Excerpt from a dataset

◇ ◇ ◇ ◇ ◇ ◇ ◇

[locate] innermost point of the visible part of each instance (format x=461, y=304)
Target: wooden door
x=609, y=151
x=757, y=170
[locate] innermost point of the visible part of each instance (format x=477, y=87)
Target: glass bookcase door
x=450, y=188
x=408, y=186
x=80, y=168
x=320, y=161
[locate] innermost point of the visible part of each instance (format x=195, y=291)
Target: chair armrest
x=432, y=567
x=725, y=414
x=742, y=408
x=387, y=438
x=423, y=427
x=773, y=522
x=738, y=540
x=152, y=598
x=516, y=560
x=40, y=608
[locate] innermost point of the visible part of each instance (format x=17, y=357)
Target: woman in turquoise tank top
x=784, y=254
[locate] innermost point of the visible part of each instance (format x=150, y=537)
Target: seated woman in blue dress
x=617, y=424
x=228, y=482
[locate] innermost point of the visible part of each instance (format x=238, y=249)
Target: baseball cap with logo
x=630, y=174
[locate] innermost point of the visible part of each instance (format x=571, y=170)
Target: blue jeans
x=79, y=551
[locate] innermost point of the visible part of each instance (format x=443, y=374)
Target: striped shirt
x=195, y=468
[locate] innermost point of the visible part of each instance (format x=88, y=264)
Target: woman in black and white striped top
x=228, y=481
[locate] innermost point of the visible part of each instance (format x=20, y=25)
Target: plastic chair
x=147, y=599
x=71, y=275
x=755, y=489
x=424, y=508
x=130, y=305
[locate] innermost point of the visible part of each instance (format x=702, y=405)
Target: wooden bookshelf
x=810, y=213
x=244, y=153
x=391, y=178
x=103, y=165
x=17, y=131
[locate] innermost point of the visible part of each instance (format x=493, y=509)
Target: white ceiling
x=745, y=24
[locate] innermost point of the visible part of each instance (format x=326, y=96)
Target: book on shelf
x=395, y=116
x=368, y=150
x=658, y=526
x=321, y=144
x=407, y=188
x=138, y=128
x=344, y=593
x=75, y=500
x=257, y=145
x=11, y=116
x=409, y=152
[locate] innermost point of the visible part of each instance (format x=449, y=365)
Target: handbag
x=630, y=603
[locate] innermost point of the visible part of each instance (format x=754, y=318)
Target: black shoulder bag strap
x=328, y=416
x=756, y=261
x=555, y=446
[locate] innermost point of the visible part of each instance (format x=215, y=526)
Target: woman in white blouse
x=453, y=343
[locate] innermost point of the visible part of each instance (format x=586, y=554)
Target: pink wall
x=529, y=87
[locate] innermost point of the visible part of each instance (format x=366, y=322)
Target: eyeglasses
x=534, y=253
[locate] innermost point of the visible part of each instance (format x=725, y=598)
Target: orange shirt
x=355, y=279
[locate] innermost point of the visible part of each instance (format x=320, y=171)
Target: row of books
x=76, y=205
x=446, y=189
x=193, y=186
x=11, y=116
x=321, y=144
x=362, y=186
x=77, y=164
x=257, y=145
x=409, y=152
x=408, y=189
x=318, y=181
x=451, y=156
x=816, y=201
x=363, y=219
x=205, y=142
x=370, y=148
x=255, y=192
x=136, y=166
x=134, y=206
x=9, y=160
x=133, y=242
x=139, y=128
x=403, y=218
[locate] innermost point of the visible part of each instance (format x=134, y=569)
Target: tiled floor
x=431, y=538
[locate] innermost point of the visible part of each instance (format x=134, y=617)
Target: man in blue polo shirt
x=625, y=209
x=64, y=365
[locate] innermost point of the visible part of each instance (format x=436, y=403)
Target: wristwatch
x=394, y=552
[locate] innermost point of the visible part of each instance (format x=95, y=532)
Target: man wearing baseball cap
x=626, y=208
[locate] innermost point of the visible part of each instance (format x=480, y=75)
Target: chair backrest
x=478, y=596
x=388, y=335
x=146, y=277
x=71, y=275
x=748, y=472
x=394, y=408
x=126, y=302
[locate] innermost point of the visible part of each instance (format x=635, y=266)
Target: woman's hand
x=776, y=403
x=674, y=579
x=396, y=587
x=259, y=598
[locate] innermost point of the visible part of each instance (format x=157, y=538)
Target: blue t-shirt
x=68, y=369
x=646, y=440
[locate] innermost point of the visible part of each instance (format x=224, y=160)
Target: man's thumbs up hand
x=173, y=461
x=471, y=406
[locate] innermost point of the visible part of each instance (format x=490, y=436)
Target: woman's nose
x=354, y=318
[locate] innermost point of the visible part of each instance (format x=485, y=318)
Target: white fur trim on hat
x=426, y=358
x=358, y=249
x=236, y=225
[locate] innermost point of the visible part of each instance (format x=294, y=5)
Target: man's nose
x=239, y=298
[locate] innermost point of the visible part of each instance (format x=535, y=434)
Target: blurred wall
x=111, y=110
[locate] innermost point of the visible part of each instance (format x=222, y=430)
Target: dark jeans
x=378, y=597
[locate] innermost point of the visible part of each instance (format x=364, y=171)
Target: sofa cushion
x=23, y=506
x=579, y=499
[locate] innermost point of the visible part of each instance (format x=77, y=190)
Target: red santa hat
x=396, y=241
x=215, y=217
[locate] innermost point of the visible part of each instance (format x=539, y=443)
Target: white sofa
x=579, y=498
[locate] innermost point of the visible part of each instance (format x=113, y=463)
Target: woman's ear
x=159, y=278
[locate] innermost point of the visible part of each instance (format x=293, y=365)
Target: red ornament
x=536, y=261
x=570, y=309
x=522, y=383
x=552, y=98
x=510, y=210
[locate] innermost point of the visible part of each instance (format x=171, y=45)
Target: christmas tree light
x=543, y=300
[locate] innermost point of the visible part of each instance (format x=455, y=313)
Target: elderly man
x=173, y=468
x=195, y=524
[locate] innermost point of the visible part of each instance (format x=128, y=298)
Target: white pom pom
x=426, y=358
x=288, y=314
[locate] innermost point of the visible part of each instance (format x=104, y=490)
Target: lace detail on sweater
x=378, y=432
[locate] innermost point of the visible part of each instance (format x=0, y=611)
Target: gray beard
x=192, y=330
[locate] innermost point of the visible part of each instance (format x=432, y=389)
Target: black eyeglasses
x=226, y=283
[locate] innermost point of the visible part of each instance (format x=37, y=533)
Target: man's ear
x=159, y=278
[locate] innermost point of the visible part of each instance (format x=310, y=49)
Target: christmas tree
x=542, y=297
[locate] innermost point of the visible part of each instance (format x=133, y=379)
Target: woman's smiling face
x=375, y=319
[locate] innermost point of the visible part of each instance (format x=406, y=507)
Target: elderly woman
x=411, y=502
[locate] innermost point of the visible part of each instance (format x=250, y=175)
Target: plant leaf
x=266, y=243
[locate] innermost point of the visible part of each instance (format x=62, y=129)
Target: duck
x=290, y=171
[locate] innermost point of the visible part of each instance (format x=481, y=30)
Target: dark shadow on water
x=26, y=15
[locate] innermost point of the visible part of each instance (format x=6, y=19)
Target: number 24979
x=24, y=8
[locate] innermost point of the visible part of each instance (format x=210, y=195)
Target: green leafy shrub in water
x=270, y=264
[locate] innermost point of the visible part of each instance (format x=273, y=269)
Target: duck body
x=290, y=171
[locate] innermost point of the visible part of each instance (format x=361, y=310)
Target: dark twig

◇ ◇ ◇ ◇ ◇ ◇ ◇

#### Problem to work on:
Can you repeat all of the records above word for word?

#### The result:
[locate] innermost point of the visible part of each instance (format x=461, y=304)
Target: wooden door
x=609, y=151
x=757, y=170
[locate] innermost point of the visible part of each instance (format x=477, y=87)
Target: glass bookcase door
x=450, y=188
x=408, y=186
x=80, y=168
x=320, y=161
[locate] innermost point of the visible part of each instance (format x=195, y=291)
Target: chair armrest
x=432, y=567
x=725, y=414
x=742, y=408
x=387, y=438
x=423, y=427
x=773, y=522
x=738, y=540
x=152, y=598
x=516, y=560
x=40, y=608
[locate] innermost point of the visible part of each instance (format x=17, y=357)
Target: woman in turquoise tank top
x=784, y=254
[locate] innermost point of the visible part of each instance (format x=150, y=537)
Target: seated woman in blue dress
x=617, y=424
x=228, y=482
[locate] innermost point of the visible part of each instance (format x=238, y=249)
Target: baseball cap with logo
x=630, y=174
[locate] innermost point of the visible part of each instance (format x=571, y=170)
Target: blue jeans
x=79, y=551
[locate] innermost point of the visible part of each instance (format x=443, y=374)
Target: striped shirt
x=195, y=468
[locate] innermost point of the visible part of each instance (format x=88, y=264)
Target: woman in black and white striped top
x=228, y=481
[locate] innermost point of the visible part of each instance (format x=20, y=25)
Target: plastic chair
x=147, y=599
x=71, y=275
x=755, y=489
x=424, y=508
x=130, y=305
[locate] innermost point of the visible part of each instance (format x=702, y=405)
Target: wooden bookshelf
x=810, y=213
x=244, y=153
x=391, y=178
x=103, y=165
x=17, y=131
[locate] innermost point of the visible part of each instance (format x=493, y=509)
Target: white ceiling
x=745, y=24
[locate] innermost point of the visible part of each instance (format x=326, y=96)
Target: book on shelf
x=395, y=116
x=368, y=150
x=658, y=526
x=321, y=144
x=407, y=188
x=138, y=128
x=344, y=593
x=75, y=500
x=257, y=145
x=11, y=116
x=409, y=152
[locate] innermost point of the visible part of each instance (format x=449, y=365)
Target: handbag
x=630, y=603
[locate] innermost point of the visible part of each instance (format x=754, y=318)
Target: black shoulder bag strap
x=328, y=416
x=756, y=261
x=555, y=446
[locate] innermost point of the visible part of each instance (format x=215, y=526)
Target: woman in white blouse
x=453, y=343
[locate] innermost point of the visible part of each instance (format x=586, y=554)
Target: pink wall
x=529, y=87
[locate] innermost point of the visible part of each instance (format x=366, y=322)
Target: eyeglasses
x=534, y=253
[locate] innermost point of the visible part of each instance (format x=725, y=598)
Target: orange shirt
x=355, y=279
[locate] innermost point of the visible part of each instance (format x=320, y=171)
Target: row of books
x=76, y=205
x=446, y=189
x=193, y=186
x=11, y=116
x=321, y=144
x=362, y=186
x=77, y=164
x=257, y=145
x=409, y=152
x=408, y=189
x=318, y=181
x=451, y=156
x=816, y=201
x=363, y=219
x=205, y=142
x=370, y=148
x=255, y=192
x=136, y=166
x=134, y=206
x=9, y=160
x=133, y=242
x=139, y=128
x=403, y=218
[locate] innermost point of the visible part of each instance (format x=134, y=569)
Target: tiled floor
x=431, y=538
[locate] innermost point of the visible part of each instance (format x=134, y=617)
Target: man in blue polo shirt
x=625, y=209
x=64, y=365
[locate] innermost point of the visible part of each instance (format x=436, y=403)
Target: wristwatch
x=394, y=552
[locate] innermost point of the visible part of each instance (format x=95, y=532)
Target: man wearing baseball cap
x=626, y=208
[locate] innermost point of the visible part of each instance (format x=480, y=75)
Target: chair backrest
x=478, y=596
x=388, y=335
x=146, y=277
x=71, y=275
x=748, y=472
x=394, y=408
x=126, y=302
[locate] innermost point of the visible part of each instance (format x=635, y=266)
Target: woman's hand
x=776, y=403
x=674, y=579
x=396, y=587
x=259, y=598
[locate] innermost point of the visible part of each instance (format x=157, y=538)
Target: blue t-shirt
x=68, y=369
x=646, y=440
[locate] innermost point of the visible part of each instance (format x=224, y=160)
Target: man's thumbs up hand
x=173, y=461
x=471, y=406
[locate] innermost point of the visible part of each instance (format x=490, y=436)
Target: woman's nose
x=354, y=318
[locate] innermost point of the visible part of each instance (format x=485, y=318)
Target: white fur trim on hat
x=426, y=358
x=358, y=249
x=236, y=225
[locate] innermost point of the visible part of each instance (format x=294, y=5)
Target: man's nose
x=239, y=298
[locate] innermost point of the visible part of each instance (format x=535, y=434)
Target: blurred wall
x=111, y=110
[locate] innermost point of the visible part of each instance (format x=222, y=430)
Target: dark jeans
x=378, y=597
[locate] innermost point of the visible part of each instance (format x=364, y=171)
Target: sofa cushion
x=23, y=506
x=579, y=499
[locate] innermost point of the visible part of each instance (format x=77, y=190)
Target: red santa hat
x=396, y=241
x=215, y=217
[locate] innermost point of the visible part of each instance (format x=539, y=443)
Target: white sofa
x=579, y=498
[locate] innermost point of the visible part of each instance (format x=113, y=463)
Target: woman's ear
x=159, y=278
[locate] innermost point of the visible part of each instance (format x=293, y=365)
Target: red ornament
x=536, y=261
x=570, y=309
x=522, y=383
x=552, y=98
x=510, y=210
[locate] innermost point of the visible part of each instance (format x=171, y=45)
Target: christmas tree light
x=543, y=300
[locate] innermost point of the visible part of each instance (format x=455, y=313)
Target: elderly man
x=173, y=468
x=195, y=524
[locate] innermost point of the visible part of each instance (format x=128, y=298)
Target: white pom pom
x=426, y=358
x=288, y=314
[locate] innermost point of the visible part of each instance (format x=104, y=490)
Target: lace detail on sweater
x=378, y=432
[locate] innermost point of the visible part of each instance (format x=0, y=611)
Target: gray beard
x=192, y=330
[locate] innermost point of the visible part of each instance (format x=432, y=389)
Target: black eyeglasses
x=226, y=283
[locate] innermost point of the visible part of each instance (format x=37, y=533)
Target: man's ear
x=159, y=278
[locate] innermost point of the visible part of each instance (format x=310, y=49)
Target: christmas tree
x=542, y=297
[locate] innermost point of the visible part of each instance (format x=133, y=379)
Target: woman's smiling face
x=375, y=319
[locate] innermost point of the visible part of each instance (format x=406, y=507)
Target: elderly woman
x=411, y=502
[locate] innermost point of the visible part of each instance (format x=250, y=175)
Target: plant leaf
x=266, y=243
[locate] innermost point of the visible part of each instance (format x=62, y=129)
Target: duck
x=290, y=171
[locate] innermost point of the visible part of each instance (format x=481, y=30)
Target: dark shadow on water
x=26, y=15
[locate] innermost point of the visible part of each instance (format x=6, y=19)
Target: number 24979
x=24, y=8
[locate] innermost point of the visible part of each instance (format x=210, y=195)
Target: green leafy shrub in water
x=270, y=264
[locate] innermost point of the visible part of each instance (format x=273, y=269)
Target: duck body
x=290, y=171
[locate] innermost point of the visible part of each instance (format x=361, y=310)
Target: dark twig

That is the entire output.